══ Text section

A Man Put on a Shock Collar to See What it Was Like
Shock collars or bark collars are often recommended to people with dogs that bark too much. However, before he put a shock collar on his dog, one man decided to try it on himself to see how it felt.
The man who put a shock collar on himself
WoodysGamertag is a Youtube channel run by man named Woody. He first started filming himself as he played videogames, but then started to broaden his content. Nowadays, most of his videos are about his daily life at home with his wife.
“So, a lot of you know I have a Great Dane puppy,” he says at the beginning. “He’s 9 or 10 months old, and he’s a blast, but what you might not know is that he’s loud. He barks a lot.” So, Woody bought a shock collar, but not one of the ones you have to use a remote control for. These turn on any time they sense vibration in a dog’s throat.
But before putting the collar on his dog, Woody decided to try it on himself to see what it was like. So, he sat down with the collar on and imitated a dog’s barking. Right away, the collar turned on and started to shock him.
You can see the shocks going through his whole body each time he barks. His arms tense up, his feet tap the floor, and his face makes involuntary expressions. Woody puts up with it for about a minute until he takes the collar off and says “It works. I don’t want to bark anymore.”
Health problems caused by shock collars
Woody decided to take his off after about 4 or 5 shocks in a minute. But if his dog had it on, it wouldn’t be able to make that decision. First, it would have to link its barking to the pain running throughout its body. The problem is that not all dogs can do that.
Plus, the consequences of wearing the collar are more serious for a dog than a human. On the one hand, dogs wear them for longer, and will receive more shocks. On the other, dogs have smaller bodies than we do, and so the electric shocks affect them more.
Woody is an adult man who probably weighs between 180-200 pounds. As big as it may be, his Great Dane puppy couldn’t be more than 90. Basically, Woody only feels about half the intensity that his puppy would.
Studies have shown that shock collars, whether remote-control or automatic, have lots of negative consequences. On top of causing muscle spasms, the shocks also impact hormonal glands in the neck, like the thyroid.
The shocks can even affect a dog’s immune system in various ways. They repeatedly, unnecessarily, activate its stress mechanisms, block production of serotonin (the happiness hormone), and increase eye pressure, which can cause irreversible eye problems.
That’s just the physical side of things, too. There are just as many psychological consequences. For example, increased stress, confusion, and a lack of trust in the dog’s family, and itself. The shocks often lead to fear and anxiety. To top it all off, that fear can actually make a dog bark more, not less.
“A lot of people are wondering how the collar worked out. It didn’t work out very well, no behavior change,” Woody said in the description to the video.
He also says that they did find a solution, but that it didn’t involve a shock collar. “Our next step was to hire a trainer”, said Woody, “and it was then we learned that he needed to be socialized more. We put him in ‘doggie day care‘ at our local kennel to hang out with the other dogs. We also started walking him more.”
Woody concludes the description by saying: “Those things were far more successful than the collar ever was.” He hit the nail on the head: it’s impossible to solve a dog’s behavioral problems by treating the symptoms. In this case, that’s the barking.
When a dog has behavioral problems, whether barking, destroying things, or even aggressiveness, there’s an underlying issue. That negative behavior is just a symptom. If you want to solve it, you need to get to the root of the real problem. Punishing your dog for the symptoms won’t do a thing.
You can watch the video on Woody’s channel on Youtube, along with the rest of his content. We’re glad he uploaded it, because it has a valuable lesson: the shock collar didn’t help solve his dog’s problem. It was training and socialization that his dog really needed.

════

Write out the shock collar article word for word, everything from "When a dog has" down to "dog really needed.".

══ Extracted records

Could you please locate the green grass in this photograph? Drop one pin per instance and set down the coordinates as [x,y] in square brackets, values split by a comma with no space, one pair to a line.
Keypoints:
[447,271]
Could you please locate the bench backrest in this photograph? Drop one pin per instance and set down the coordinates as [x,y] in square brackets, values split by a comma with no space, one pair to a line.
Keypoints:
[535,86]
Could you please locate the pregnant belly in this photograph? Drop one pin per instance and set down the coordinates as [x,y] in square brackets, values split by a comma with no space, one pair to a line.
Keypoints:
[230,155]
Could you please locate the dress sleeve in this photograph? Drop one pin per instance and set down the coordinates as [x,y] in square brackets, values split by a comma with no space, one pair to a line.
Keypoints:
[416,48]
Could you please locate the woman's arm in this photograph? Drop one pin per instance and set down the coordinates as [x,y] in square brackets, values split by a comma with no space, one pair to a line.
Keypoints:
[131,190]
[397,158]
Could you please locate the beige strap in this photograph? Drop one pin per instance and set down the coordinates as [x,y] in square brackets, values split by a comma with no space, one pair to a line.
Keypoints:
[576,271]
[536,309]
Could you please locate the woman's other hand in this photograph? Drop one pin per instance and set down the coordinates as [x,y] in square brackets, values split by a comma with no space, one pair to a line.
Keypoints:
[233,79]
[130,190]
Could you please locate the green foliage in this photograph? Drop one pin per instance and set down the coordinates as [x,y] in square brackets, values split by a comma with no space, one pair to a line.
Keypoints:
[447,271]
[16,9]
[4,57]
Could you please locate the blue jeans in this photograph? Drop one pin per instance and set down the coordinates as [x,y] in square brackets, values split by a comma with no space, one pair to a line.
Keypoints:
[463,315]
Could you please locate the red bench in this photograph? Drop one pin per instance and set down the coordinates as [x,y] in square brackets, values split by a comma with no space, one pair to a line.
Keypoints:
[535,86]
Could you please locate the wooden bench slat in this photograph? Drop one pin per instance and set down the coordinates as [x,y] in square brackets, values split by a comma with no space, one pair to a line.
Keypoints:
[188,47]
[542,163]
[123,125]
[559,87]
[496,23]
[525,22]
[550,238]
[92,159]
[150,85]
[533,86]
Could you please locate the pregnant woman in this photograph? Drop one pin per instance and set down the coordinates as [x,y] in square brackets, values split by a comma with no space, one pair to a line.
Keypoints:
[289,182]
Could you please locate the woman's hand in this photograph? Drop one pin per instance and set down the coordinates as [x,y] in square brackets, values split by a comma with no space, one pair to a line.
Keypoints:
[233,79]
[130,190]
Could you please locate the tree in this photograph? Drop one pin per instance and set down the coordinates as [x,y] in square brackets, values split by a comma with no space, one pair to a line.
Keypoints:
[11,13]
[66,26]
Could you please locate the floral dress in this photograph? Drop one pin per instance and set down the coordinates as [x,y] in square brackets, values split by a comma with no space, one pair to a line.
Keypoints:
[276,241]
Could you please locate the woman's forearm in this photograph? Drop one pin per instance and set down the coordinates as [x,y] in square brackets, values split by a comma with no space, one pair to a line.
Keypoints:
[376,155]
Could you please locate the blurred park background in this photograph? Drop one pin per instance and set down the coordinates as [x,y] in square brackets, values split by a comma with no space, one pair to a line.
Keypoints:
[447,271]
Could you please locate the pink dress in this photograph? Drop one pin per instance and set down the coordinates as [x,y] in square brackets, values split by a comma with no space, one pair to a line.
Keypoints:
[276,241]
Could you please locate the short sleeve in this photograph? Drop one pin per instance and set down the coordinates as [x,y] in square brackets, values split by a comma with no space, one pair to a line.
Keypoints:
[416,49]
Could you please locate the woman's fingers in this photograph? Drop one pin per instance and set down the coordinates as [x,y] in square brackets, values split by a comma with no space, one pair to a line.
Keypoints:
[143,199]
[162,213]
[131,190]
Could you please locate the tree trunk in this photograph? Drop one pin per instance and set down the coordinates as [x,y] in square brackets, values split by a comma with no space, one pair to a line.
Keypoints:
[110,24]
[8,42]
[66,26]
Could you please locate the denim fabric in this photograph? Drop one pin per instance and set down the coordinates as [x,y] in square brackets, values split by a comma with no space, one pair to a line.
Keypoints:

════

## [Task result]
When a dog has behavioral problems, whether barking, destroying things, or even aggressiveness, there’s an underlying issue. That negative behavior is just a symptom. If you want to solve it, you need to get to the root of the real problem. Punishing your dog for the symptoms won’t do a thing.
You can watch the video on Woody’s channel on Youtube, along with the rest of his content. We’re glad he uploaded it, because it has a valuable lesson: the shock collar didn’t help solve his dog’s problem. It was training and socialization that his dog really needed.